- Passage to read -
I've been trying to learn what I can about plate chokes.  The RCA BTA-1R1 I am converting came with a choke that measures 1.7mH at 10kHz (as high as my BK LCR meter goes). Using my nanoVNA, I see a series resonance at 3.6MHz.....    Reports of people converting the 1R1 to 160m have no mention of plate choke issues. The one report of a conversion to 80m was more the unconversion back to 160m needing the burned up plate choke rewound...go figure.

To start, I severed the winding at the midpoint, unwound a bunch, connected the now-two windings together and put it on the nanoVNA. After multiple tries, I am left with resonances between ham bands, but below my maximum designed frequency. I am trying to cover 160-20m. 

In addition, I see many many schematics of linear amps and AM transmitters with two series plate chokes, with two bypass capacitors.   All of this is driven by the need for sufficient reactance at lower frequencies without having enough stray capacitance to be resonant at higher frequencies.    What I don't see is much about how much reactance is enough reactance, or how to split the choke.

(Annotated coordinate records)
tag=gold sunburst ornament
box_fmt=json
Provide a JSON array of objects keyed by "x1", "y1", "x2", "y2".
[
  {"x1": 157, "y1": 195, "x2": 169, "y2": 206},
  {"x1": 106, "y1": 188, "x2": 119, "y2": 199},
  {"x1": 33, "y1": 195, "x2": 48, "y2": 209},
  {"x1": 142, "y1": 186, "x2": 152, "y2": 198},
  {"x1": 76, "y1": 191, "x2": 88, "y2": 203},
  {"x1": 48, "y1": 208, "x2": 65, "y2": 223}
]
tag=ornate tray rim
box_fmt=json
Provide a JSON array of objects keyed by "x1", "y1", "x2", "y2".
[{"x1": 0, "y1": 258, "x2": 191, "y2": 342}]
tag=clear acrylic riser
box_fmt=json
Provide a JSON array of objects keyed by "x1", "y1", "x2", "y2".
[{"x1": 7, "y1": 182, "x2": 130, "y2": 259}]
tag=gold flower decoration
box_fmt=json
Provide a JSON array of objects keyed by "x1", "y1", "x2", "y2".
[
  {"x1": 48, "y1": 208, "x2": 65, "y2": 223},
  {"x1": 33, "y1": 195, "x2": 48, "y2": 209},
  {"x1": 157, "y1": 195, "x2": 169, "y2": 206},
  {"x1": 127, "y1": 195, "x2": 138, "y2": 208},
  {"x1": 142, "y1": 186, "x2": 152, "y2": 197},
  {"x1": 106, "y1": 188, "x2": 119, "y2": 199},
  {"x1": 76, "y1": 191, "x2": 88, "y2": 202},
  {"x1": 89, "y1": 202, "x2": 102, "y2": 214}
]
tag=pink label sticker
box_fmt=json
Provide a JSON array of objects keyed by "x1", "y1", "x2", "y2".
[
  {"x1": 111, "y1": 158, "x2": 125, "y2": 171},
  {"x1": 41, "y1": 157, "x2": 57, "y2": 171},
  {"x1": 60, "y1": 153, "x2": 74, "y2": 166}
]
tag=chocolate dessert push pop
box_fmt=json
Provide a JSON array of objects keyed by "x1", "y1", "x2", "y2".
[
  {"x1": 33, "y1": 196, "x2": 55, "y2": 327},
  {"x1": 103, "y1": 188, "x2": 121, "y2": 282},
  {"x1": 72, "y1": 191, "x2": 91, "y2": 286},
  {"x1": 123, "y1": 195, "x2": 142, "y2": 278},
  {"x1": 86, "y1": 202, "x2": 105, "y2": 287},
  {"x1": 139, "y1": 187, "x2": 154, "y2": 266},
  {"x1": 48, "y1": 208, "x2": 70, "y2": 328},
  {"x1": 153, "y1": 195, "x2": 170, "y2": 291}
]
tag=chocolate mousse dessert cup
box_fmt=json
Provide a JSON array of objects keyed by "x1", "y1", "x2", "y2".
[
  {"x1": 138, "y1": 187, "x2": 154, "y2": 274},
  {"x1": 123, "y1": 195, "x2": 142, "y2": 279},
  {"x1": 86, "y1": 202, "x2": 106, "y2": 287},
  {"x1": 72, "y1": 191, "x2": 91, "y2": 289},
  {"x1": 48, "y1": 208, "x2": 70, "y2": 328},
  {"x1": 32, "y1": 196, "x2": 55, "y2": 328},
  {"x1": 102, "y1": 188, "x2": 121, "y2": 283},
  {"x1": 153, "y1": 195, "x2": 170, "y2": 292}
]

- What to work on -
From the passage on plate chokes, reproduce everything from "I've been trying" down to "to cover 160-20m.".

- Written solution -
I've been trying to learn what I can about plate chokes.  The RCA BTA-1R1 I am converting came with a choke that measures 1.7mH at 10kHz (as high as my BK LCR meter goes). Using my nanoVNA, I see a series resonance at 3.6MHz.....    Reports of people converting the 1R1 to 160m have no mention of plate choke issues. The one report of a conversion to 80m was more the unconversion back to 160m needing the burned up plate choke rewound...go figure.

To start, I severed the winding at the midpoint, unwound a bunch, connected the now-two windings together and put it on the nanoVNA. After multiple tries, I am left with resonances between ham bands, but below my maximum designed frequency. I am trying to cover 160-20m.